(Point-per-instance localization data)
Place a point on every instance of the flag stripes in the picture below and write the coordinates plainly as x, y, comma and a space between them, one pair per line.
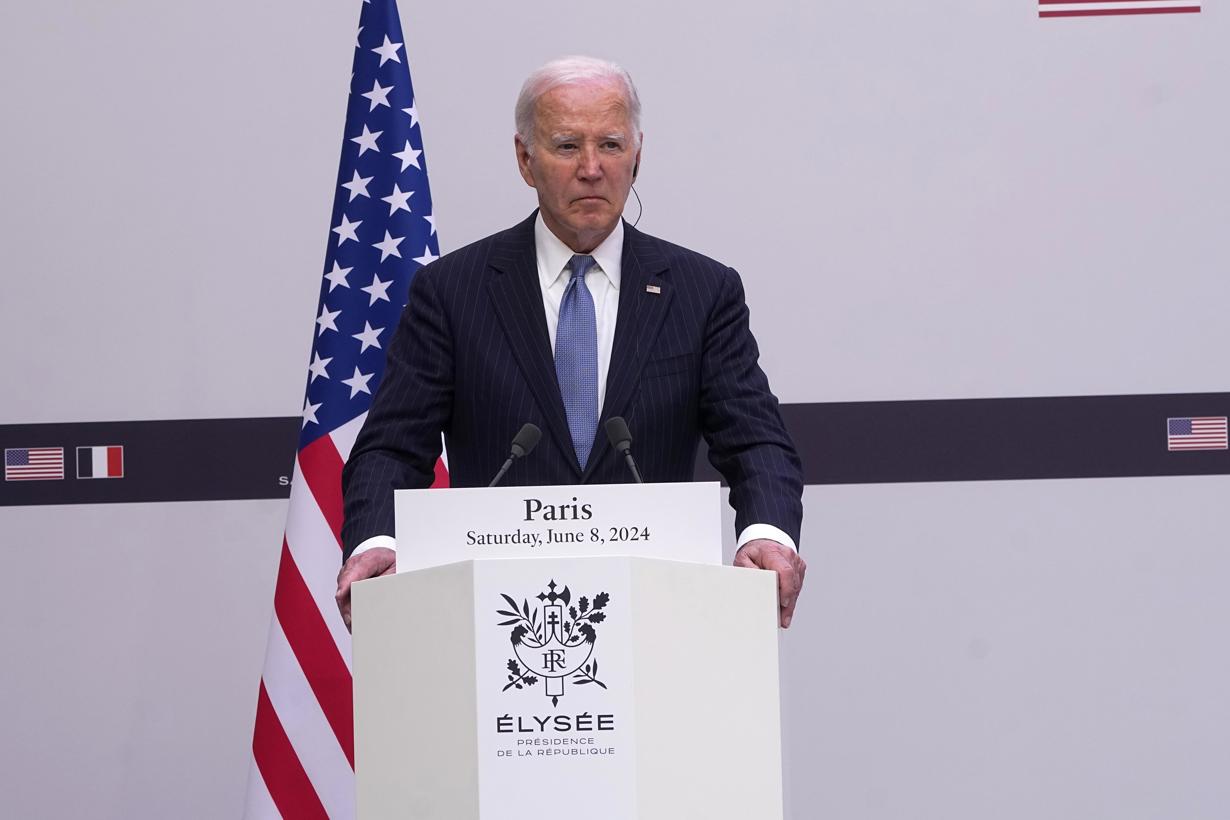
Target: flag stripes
315, 650
322, 470
284, 778
309, 733
303, 744
33, 464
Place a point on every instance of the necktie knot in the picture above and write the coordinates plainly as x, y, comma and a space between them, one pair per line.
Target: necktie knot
579, 264
576, 358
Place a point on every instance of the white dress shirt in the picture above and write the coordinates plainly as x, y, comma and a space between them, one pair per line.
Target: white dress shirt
603, 280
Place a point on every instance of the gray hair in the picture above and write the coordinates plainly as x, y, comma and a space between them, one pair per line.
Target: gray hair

*Exercise*
From the records above, pull out every line containing the word "hair".

*Response to this task*
Place a point on every instance of the gray hair in the picture above and write the coordinates plainly as x, y, comma and a space between them, one pair per line.
Target: gray hair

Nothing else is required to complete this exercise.